++++ MATERIAL ++++
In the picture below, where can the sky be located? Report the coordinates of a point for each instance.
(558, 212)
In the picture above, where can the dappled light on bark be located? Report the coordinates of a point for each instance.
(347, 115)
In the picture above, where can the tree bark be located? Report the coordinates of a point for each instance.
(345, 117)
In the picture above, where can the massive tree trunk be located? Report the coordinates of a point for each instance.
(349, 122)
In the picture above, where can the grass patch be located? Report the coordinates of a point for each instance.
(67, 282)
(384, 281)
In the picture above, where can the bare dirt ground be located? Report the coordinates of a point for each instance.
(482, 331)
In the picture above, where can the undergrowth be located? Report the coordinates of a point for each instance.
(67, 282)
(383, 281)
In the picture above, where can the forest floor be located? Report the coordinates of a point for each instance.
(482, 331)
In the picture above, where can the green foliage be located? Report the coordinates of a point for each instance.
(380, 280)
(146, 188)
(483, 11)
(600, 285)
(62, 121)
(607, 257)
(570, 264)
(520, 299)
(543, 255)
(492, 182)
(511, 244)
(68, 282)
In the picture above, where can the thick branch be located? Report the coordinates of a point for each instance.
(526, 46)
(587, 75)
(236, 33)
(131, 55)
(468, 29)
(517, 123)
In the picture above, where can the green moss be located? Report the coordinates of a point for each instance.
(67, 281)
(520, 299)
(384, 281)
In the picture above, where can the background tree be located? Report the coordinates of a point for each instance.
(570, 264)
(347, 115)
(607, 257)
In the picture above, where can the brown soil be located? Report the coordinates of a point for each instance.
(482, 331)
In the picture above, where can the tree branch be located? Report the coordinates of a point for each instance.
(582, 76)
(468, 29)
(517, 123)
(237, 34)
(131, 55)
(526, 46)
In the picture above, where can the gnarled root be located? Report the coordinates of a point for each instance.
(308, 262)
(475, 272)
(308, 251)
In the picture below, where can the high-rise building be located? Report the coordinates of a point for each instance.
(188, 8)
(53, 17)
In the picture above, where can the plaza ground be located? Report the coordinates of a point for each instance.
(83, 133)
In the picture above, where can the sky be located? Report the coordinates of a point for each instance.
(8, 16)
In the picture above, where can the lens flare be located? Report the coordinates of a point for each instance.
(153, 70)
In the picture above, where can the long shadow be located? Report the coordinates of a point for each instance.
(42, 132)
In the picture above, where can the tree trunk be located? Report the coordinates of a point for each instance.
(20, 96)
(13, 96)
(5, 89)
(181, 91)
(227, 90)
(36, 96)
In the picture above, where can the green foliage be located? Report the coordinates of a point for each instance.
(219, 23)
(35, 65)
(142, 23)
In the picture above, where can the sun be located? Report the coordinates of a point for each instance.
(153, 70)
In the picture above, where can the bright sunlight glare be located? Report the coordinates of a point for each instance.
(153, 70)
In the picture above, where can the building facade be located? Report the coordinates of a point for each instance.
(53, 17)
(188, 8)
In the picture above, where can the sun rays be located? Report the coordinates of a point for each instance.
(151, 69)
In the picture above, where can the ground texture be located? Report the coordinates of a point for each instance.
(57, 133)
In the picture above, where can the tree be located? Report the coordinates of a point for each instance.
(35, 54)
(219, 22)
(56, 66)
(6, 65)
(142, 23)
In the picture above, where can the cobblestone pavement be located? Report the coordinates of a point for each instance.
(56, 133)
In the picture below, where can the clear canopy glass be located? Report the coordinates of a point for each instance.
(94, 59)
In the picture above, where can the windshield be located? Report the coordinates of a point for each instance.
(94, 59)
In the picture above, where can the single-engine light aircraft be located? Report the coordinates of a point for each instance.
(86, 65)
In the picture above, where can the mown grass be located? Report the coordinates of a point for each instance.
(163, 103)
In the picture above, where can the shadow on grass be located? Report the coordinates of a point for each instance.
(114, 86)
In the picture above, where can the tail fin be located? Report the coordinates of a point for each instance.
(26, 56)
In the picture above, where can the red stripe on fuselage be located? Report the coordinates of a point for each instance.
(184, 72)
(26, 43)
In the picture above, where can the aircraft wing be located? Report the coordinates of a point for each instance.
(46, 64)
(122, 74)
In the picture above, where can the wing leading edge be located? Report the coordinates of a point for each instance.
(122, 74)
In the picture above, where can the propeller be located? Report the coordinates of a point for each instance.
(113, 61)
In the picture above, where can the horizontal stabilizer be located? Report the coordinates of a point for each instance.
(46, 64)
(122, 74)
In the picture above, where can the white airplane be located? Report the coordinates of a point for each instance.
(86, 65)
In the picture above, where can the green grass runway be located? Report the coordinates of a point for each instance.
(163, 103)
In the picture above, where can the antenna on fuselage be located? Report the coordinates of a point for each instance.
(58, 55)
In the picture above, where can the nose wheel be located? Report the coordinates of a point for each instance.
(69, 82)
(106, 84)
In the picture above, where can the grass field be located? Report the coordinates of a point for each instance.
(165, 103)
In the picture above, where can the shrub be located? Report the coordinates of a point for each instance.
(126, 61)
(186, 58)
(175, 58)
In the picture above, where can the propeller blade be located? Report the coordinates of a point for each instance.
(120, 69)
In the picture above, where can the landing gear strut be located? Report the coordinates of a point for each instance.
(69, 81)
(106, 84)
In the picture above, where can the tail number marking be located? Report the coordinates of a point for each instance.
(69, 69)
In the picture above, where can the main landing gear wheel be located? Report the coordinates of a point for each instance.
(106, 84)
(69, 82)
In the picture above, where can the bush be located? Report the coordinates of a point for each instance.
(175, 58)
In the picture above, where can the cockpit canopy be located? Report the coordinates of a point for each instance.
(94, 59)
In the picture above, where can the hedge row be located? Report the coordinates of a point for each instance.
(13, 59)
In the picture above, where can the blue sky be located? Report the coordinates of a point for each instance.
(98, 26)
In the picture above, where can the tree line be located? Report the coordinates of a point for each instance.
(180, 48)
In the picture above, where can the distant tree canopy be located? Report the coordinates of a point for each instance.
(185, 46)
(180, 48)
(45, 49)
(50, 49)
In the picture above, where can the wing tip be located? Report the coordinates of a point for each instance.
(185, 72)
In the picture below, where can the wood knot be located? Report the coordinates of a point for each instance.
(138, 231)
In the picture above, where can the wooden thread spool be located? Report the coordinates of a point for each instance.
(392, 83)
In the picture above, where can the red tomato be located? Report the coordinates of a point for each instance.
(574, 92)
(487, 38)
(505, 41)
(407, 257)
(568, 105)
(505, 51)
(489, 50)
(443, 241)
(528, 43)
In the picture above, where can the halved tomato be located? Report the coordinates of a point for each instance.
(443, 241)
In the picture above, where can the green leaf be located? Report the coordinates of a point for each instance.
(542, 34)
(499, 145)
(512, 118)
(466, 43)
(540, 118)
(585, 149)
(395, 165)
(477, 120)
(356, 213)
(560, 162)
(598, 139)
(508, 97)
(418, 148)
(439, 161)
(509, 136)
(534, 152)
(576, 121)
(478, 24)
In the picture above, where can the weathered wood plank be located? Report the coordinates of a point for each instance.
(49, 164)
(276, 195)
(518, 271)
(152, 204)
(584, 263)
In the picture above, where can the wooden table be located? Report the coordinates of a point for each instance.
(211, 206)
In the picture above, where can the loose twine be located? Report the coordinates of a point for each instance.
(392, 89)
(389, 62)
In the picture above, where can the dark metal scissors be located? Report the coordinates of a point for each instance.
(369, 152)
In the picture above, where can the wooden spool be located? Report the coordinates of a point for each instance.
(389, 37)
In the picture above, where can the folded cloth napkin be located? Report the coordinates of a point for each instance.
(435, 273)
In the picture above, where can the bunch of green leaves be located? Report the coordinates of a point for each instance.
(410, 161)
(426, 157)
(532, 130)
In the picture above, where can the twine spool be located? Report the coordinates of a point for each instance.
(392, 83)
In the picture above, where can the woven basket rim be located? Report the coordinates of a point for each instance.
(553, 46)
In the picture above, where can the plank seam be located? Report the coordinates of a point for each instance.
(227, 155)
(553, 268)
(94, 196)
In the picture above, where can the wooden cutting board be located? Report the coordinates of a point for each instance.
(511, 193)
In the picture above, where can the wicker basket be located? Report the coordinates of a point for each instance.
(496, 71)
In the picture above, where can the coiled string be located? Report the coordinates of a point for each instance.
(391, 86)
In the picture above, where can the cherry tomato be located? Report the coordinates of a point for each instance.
++++
THE EXERCISE - Give back the lines of the listing from the one with "In the picture above, where can the wooden cutting" through the end, both included, exactly as written and with nothing added.

RESULT OF THIS TASK -
In the picture above, where can the wooden cutting board be located? Report the coordinates of a point for each instance.
(511, 193)
In the picture above, where can the wicker basket be located? Report the coordinates of a point for each instance.
(496, 71)
In the picture above, where can the coiled string be located? Report the coordinates of a point for each instance.
(391, 86)
In the picture above, where can the cherry tomato be located? Report the coordinates of a point for each instance.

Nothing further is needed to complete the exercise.